> [Page excerpt]:
----------------------------------------
Skip to main content

Rust Async Traps

Last updated

Rust future is just data by default

In Rust, if you call an async function, it returns a future. But the future is just data by default. If you don't await it or spawn a it, its async code won't run.

The word "future" has very different meaning in Java. In Java, when obtaining a CompletableFuture, the task should be already running.

Blocking scheduler thread

Async runtime schedules async tasks on threads. When an async task suspends, the thread can run other async tasks.

But it requires the async task to cooperatively suspend (.await). An async task can keep running without .await for long time, and the async runtime cannot force-suspend it. Then a scheduler thread will be kept occupied. This is called blocking the scheduler thread.

When a scheduler thread is blocked, it reduces overall concurrency and reduces overall performance. And it may cause deadlock.

The normal sleep std::thread::sleep and normal locking std::sync::Mutex will block thread using OS functionality. When a thread is blocked by OS, async runtime don't know about it. In Tokio, use tokio::sync::Mutex for mutex and tokio::time::sleep and sleep. They will coorporatively pause and avoid that issue.

That issue is not limited to only locking and sleep. It also involves networking and all kinds of IOs. So Tokio provides its own set of IO functionalities, and you have to use them when using Tokio for max performance.

Also, heavy computation work without .await point is also blocking. The async runtime cannot force-suspend the heavy computation if it doesn't cooperatively .await.
----------------------------------------
(Source records)
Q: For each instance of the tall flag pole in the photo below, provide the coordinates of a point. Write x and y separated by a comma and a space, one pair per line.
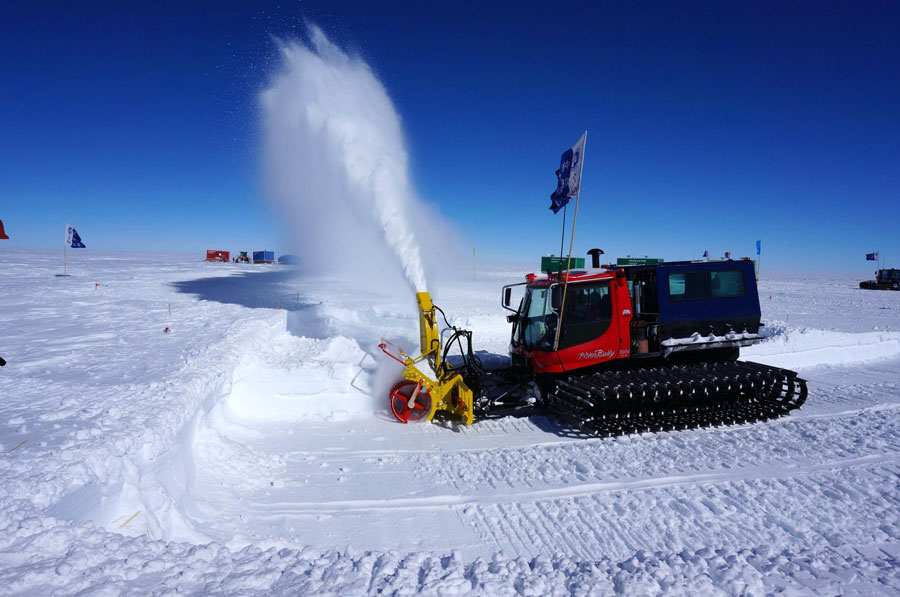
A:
758, 258
568, 185
72, 240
----------------------------------------
> [Directions]:
**a.** Which mutex type does the page on Rust async traps recommend for use in Tokio?
**b.** From the page on Rust async traps, retype the stretch from "That issue is" through "doesn't cooperatively .await.".
**c.** Extend the page on Rust async traps, starting right after its last sentence.

> [Answers in order]:
**a.** tokio::sync::Mutex

**b.**
That issue is not limited to only locking and sleep. It also involves networking and all kinds of IOs. So Tokio provides its own set of IO functionalities, and you have to use them when using Tokio for max performance.

Also, heavy computation work without .await point is also blocking. The async runtime cannot force-suspend the heavy computation if it doesn't cooperatively .await.

**c.**
Tokio also supports an "escape hatch". The task spawned by spawn_blocking runs in another thread pool and won't block the normal scheduler thread. The code that does non-async blocking or heavy compute work should be ran in spawn_blocking.

Deadlock caused by blocking scheduler thread

How to deadlock Tokio application in Rust with just a single mutex

Why do I get a deadlock when using Tokio with a std::sync::Mutex?

Cancellation safety

In Rust, a future can be dropped. When it's dropped, its async code stops executing in an await point. This is called cancellation. It's a implicit exit mechanism. The control flow of it is not obvious in code.

Note it cancels the future, not the IO. Cancelling a future just prevents the async code from running. The already-done IO operations won't be cancelled. (The written files won't be magically rolled back. The sent packets won't be magically withdrawn.)

Cancellation not the only implicit exit mechanism. Panic is another implicit exit mechanism. And in the languages that have exceptions (Java, JS, Python, etc.), exception is another implciit exit mechanism.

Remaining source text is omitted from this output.